**PROVIDED DATA**

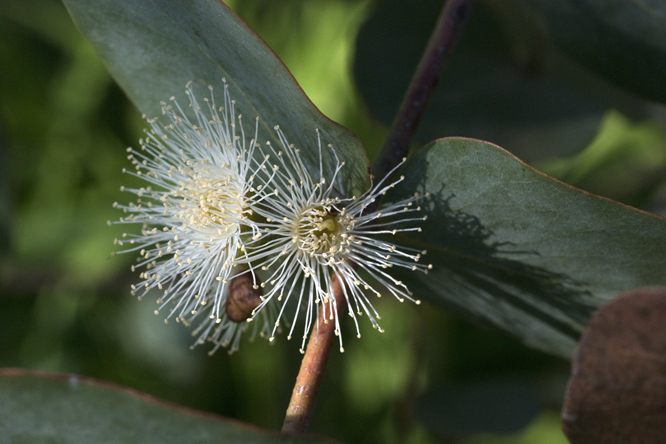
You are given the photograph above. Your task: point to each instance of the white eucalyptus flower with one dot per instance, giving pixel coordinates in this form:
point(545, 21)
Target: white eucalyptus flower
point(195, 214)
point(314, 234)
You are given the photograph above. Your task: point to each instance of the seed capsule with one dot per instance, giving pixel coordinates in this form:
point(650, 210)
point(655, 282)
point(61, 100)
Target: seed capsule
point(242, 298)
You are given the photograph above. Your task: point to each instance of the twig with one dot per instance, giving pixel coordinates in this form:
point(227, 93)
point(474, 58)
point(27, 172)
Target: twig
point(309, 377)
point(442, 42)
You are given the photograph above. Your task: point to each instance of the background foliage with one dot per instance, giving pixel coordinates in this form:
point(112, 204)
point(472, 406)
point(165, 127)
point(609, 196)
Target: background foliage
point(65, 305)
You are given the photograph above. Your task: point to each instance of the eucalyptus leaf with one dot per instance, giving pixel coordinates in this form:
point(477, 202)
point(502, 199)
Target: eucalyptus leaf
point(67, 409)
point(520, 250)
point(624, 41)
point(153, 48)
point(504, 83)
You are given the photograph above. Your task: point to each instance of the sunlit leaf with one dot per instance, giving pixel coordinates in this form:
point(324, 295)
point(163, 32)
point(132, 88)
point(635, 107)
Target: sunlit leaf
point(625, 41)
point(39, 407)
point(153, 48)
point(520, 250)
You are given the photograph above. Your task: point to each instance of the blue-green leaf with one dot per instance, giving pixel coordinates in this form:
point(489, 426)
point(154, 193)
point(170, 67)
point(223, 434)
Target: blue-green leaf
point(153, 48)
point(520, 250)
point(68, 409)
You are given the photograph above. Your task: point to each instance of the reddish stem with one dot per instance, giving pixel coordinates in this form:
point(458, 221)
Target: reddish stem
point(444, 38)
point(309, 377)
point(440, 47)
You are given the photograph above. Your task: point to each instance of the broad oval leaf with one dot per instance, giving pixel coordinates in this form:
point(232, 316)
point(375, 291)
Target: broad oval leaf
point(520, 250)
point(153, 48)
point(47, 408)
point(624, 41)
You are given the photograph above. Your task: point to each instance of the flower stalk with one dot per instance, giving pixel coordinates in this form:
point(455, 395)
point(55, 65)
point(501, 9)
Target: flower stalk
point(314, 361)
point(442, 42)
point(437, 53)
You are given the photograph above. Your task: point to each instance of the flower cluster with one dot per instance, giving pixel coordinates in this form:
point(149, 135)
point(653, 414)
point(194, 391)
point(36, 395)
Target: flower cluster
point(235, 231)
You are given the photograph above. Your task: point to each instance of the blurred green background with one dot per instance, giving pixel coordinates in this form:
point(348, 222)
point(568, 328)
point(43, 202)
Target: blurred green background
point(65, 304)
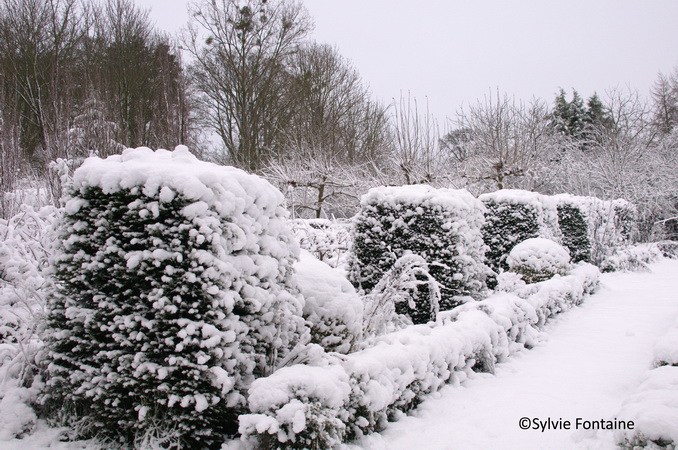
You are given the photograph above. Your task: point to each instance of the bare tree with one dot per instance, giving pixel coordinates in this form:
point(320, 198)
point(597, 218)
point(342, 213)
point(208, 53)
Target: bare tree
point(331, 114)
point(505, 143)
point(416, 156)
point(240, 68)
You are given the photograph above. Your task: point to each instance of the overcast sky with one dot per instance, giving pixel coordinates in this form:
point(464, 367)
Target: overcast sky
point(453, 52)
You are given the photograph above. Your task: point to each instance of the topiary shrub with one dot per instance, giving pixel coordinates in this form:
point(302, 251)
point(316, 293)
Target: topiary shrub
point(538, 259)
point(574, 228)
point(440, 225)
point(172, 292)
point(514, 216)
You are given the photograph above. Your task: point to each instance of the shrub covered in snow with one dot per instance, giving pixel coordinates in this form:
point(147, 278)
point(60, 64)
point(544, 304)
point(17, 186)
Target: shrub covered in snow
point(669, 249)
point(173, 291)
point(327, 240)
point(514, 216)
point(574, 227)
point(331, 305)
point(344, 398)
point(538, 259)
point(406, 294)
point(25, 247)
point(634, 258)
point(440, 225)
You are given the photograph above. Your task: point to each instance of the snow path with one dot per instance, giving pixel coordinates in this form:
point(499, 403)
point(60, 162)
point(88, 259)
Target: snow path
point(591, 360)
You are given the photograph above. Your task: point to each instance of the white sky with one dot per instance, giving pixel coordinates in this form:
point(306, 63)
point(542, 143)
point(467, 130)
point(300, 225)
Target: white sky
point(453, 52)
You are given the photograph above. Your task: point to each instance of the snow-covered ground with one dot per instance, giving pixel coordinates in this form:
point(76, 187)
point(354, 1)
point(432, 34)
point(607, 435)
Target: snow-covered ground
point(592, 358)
==
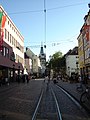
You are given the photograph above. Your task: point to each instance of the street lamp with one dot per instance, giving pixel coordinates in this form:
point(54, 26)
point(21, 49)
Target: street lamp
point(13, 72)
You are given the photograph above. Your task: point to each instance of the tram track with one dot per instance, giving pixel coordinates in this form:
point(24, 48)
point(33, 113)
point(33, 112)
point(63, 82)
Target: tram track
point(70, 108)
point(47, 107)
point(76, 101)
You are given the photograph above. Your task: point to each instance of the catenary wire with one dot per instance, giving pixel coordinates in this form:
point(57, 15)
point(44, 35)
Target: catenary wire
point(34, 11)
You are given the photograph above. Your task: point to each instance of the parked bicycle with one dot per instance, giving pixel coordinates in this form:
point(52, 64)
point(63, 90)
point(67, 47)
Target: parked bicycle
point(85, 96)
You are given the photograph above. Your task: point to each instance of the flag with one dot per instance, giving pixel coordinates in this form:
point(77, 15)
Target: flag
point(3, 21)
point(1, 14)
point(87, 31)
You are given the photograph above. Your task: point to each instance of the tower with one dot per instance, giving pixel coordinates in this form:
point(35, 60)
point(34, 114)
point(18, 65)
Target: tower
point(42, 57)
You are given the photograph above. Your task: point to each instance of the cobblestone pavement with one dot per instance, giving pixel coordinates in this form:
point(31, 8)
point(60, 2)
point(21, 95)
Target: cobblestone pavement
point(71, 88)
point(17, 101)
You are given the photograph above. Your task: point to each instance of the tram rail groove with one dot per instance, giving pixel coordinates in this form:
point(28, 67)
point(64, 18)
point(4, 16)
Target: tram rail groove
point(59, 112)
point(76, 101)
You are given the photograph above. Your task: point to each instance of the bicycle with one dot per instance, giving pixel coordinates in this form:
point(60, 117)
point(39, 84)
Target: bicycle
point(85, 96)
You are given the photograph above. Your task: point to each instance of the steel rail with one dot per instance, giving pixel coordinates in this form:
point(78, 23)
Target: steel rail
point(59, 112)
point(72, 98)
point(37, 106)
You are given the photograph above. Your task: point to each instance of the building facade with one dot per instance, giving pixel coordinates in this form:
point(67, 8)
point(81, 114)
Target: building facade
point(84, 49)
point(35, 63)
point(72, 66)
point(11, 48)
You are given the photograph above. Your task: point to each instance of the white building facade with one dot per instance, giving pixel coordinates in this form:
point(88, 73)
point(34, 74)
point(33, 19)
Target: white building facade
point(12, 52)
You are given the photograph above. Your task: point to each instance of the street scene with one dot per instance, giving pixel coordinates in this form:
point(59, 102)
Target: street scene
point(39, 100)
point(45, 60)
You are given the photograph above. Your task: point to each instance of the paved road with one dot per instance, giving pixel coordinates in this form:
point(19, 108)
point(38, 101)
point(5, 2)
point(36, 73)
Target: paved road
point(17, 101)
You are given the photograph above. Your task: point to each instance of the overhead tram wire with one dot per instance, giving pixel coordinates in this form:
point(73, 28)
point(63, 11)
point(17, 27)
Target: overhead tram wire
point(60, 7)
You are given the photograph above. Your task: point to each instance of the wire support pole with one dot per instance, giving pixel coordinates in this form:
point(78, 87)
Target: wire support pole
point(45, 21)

**DIRECTIVE**
Write out the rows word for word, starting at the line that contains "of the wire" and ending at the line that contains "point(45, 21)", with both of those lines included.

**WORKED SOLUTION**
You are given the photograph above. Your task: point to each instance of the wire support pole with one dot per instance, giving pixel coordinates in this form:
point(78, 87)
Target: wire support pole
point(45, 21)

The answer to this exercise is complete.